___ Items ___

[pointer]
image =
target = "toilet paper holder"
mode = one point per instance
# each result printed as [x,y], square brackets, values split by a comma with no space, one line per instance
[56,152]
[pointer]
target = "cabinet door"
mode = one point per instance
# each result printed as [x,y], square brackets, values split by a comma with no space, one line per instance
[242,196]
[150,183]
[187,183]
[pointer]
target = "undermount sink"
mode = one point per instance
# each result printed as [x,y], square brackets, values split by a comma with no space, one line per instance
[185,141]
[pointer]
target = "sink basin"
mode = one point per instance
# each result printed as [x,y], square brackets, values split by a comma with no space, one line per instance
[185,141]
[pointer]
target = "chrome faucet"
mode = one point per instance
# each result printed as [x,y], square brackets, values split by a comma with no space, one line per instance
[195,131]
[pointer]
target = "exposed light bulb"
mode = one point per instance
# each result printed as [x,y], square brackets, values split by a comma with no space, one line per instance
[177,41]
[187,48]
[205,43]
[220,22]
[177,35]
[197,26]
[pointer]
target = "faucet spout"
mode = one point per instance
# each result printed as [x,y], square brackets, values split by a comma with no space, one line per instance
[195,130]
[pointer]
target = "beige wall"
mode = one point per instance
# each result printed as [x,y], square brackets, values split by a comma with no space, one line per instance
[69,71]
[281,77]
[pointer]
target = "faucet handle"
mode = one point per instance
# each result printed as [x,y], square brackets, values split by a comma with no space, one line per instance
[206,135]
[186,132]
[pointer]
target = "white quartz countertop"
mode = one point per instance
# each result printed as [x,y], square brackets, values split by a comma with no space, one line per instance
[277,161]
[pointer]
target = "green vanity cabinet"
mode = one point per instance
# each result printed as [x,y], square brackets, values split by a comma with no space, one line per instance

___

### Aim of the task
Quote each line above in full, word for word.

### Written response
[pointer]
image =
target = "toilet paper holder"
mode = one point per instance
# each result printed as [x,y], square brackets, values split by a comma with no space, one line per instance
[56,152]
[pointer]
target = "cabinet door"
mode = one point per instance
# each result printed as [x,y], square brackets, values split by a comma with no space, one line per instance
[242,196]
[150,183]
[187,183]
[pointer]
target = "undermount sink"
mode = one point per instance
# each result printed as [x,y], square brackets, values split by a comma with no space, one line per instance
[185,141]
[pointer]
target = "sink basin"
mode = one point per instance
# each result printed as [x,y], square brackets, values split by a comma with no space, one line per instance
[185,141]
[pointer]
target = "chrome faucet"
mode = one point per instance
# each result printed as [x,y], square brackets, values split by a comma with no space, one line per instance
[195,131]
[pointer]
target = "exposed light bulb"
mode = one point per instance
# each result printed as [x,y], square brackets, values split by a comma with no space, one line per instance
[177,41]
[187,48]
[205,43]
[220,22]
[177,35]
[197,26]
[pointer]
target = "faucet spout"
mode = one point per instance
# each result printed as [x,y], square brackets, values split by a comma with no space, one line per instance
[195,130]
[pointer]
target = "beige wall"
mode = one point per instance
# each result printed as [x,y], square brackets, values split by a comma with no space, one line per instance
[69,71]
[281,77]
[pointer]
target = "faucet handle"
mode = one point per instance
# each result printed as [x,y], square brackets, values split by a comma with no space, one line per instance
[206,135]
[186,132]
[pointer]
target = "white quartz countertop"
mode = one point per instance
# each result printed as [x,y], square brackets, values split by a comma with no space, one line per instance
[277,161]
[pointer]
target = "green vanity cabinet"
mode = one point per instance
# each result printed as [x,y], square brackets, values split by a comma with no space, one line per instance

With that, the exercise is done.